Items from a dataset:
☆ ☆ ☆

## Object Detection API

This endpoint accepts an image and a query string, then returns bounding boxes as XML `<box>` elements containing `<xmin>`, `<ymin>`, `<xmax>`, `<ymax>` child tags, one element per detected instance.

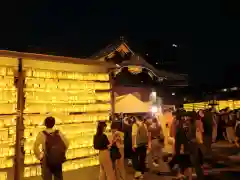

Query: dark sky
<box><xmin>0</xmin><ymin>0</ymin><xmax>240</xmax><ymax>88</ymax></box>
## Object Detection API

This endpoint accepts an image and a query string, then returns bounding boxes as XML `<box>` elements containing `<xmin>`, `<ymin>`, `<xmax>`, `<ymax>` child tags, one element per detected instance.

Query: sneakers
<box><xmin>134</xmin><ymin>171</ymin><xmax>143</xmax><ymax>179</ymax></box>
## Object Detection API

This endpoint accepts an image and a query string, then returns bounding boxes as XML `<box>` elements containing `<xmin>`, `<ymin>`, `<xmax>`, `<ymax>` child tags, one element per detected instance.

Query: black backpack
<box><xmin>235</xmin><ymin>122</ymin><xmax>240</xmax><ymax>138</ymax></box>
<box><xmin>43</xmin><ymin>130</ymin><xmax>67</xmax><ymax>167</ymax></box>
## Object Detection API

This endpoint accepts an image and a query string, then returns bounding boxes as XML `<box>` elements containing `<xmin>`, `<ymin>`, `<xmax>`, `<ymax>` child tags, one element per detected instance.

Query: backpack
<box><xmin>235</xmin><ymin>122</ymin><xmax>240</xmax><ymax>138</ymax></box>
<box><xmin>110</xmin><ymin>143</ymin><xmax>122</xmax><ymax>162</ymax></box>
<box><xmin>136</xmin><ymin>124</ymin><xmax>148</xmax><ymax>146</ymax></box>
<box><xmin>179</xmin><ymin>120</ymin><xmax>196</xmax><ymax>142</ymax></box>
<box><xmin>43</xmin><ymin>130</ymin><xmax>67</xmax><ymax>167</ymax></box>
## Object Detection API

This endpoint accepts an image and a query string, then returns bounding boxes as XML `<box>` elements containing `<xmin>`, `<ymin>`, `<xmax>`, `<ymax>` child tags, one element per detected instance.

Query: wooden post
<box><xmin>110</xmin><ymin>73</ymin><xmax>115</xmax><ymax>121</ymax></box>
<box><xmin>14</xmin><ymin>58</ymin><xmax>25</xmax><ymax>180</ymax></box>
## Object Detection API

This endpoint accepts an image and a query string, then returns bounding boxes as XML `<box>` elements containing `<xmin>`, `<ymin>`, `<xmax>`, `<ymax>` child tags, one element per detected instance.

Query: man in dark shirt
<box><xmin>202</xmin><ymin>109</ymin><xmax>213</xmax><ymax>152</ymax></box>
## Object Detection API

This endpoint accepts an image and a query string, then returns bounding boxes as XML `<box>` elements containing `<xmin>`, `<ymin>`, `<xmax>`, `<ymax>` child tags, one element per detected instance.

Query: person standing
<box><xmin>148</xmin><ymin>118</ymin><xmax>165</xmax><ymax>167</ymax></box>
<box><xmin>34</xmin><ymin>117</ymin><xmax>69</xmax><ymax>180</ymax></box>
<box><xmin>226</xmin><ymin>111</ymin><xmax>235</xmax><ymax>144</ymax></box>
<box><xmin>132</xmin><ymin>117</ymin><xmax>151</xmax><ymax>179</ymax></box>
<box><xmin>202</xmin><ymin>109</ymin><xmax>213</xmax><ymax>155</ymax></box>
<box><xmin>109</xmin><ymin>122</ymin><xmax>126</xmax><ymax>180</ymax></box>
<box><xmin>93</xmin><ymin>121</ymin><xmax>116</xmax><ymax>180</ymax></box>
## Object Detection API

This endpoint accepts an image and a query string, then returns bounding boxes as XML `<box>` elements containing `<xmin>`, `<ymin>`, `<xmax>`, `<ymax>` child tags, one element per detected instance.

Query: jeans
<box><xmin>41</xmin><ymin>161</ymin><xmax>63</xmax><ymax>180</ymax></box>
<box><xmin>189</xmin><ymin>143</ymin><xmax>204</xmax><ymax>180</ymax></box>
<box><xmin>149</xmin><ymin>139</ymin><xmax>163</xmax><ymax>165</ymax></box>
<box><xmin>99</xmin><ymin>150</ymin><xmax>116</xmax><ymax>180</ymax></box>
<box><xmin>226</xmin><ymin>127</ymin><xmax>235</xmax><ymax>143</ymax></box>
<box><xmin>132</xmin><ymin>145</ymin><xmax>147</xmax><ymax>173</ymax></box>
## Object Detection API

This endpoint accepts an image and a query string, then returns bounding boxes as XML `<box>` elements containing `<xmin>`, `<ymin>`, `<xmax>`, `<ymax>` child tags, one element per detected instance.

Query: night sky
<box><xmin>0</xmin><ymin>0</ymin><xmax>240</xmax><ymax>89</ymax></box>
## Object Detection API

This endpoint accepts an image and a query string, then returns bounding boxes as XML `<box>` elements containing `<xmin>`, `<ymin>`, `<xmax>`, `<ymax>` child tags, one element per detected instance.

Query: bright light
<box><xmin>152</xmin><ymin>92</ymin><xmax>157</xmax><ymax>98</ymax></box>
<box><xmin>151</xmin><ymin>106</ymin><xmax>158</xmax><ymax>113</ymax></box>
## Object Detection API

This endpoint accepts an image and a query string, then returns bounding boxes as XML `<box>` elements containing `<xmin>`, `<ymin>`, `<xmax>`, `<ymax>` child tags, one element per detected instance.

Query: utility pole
<box><xmin>14</xmin><ymin>58</ymin><xmax>25</xmax><ymax>180</ymax></box>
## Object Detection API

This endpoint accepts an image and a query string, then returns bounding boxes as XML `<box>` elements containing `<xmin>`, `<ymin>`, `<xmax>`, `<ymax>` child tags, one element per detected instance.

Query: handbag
<box><xmin>110</xmin><ymin>143</ymin><xmax>122</xmax><ymax>162</ymax></box>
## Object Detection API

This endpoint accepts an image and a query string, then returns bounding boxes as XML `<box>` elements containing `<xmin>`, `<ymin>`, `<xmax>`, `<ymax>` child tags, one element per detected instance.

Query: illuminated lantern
<box><xmin>128</xmin><ymin>66</ymin><xmax>142</xmax><ymax>74</ymax></box>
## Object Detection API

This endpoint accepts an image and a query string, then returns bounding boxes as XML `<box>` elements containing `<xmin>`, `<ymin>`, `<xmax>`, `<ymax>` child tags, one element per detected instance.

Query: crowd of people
<box><xmin>31</xmin><ymin>107</ymin><xmax>240</xmax><ymax>180</ymax></box>
<box><xmin>94</xmin><ymin>107</ymin><xmax>240</xmax><ymax>180</ymax></box>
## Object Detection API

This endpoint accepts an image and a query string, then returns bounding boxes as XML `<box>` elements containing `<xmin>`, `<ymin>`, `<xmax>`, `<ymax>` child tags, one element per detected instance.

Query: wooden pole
<box><xmin>14</xmin><ymin>58</ymin><xmax>25</xmax><ymax>180</ymax></box>
<box><xmin>110</xmin><ymin>73</ymin><xmax>115</xmax><ymax>121</ymax></box>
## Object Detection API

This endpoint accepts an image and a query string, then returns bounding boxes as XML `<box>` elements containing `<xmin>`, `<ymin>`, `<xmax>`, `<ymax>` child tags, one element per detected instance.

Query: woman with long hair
<box><xmin>93</xmin><ymin>121</ymin><xmax>116</xmax><ymax>180</ymax></box>
<box><xmin>109</xmin><ymin>122</ymin><xmax>126</xmax><ymax>180</ymax></box>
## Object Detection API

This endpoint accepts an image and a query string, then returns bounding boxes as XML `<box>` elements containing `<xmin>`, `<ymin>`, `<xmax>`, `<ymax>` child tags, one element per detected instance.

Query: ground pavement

☆ ☆ ☆

TASK OBJECTIVE: Select every line in the entries above that contains the string "pole", treating uppercase and lowercase as different.

THE RESPONSE:
Query: utility pole
Query: wooden pole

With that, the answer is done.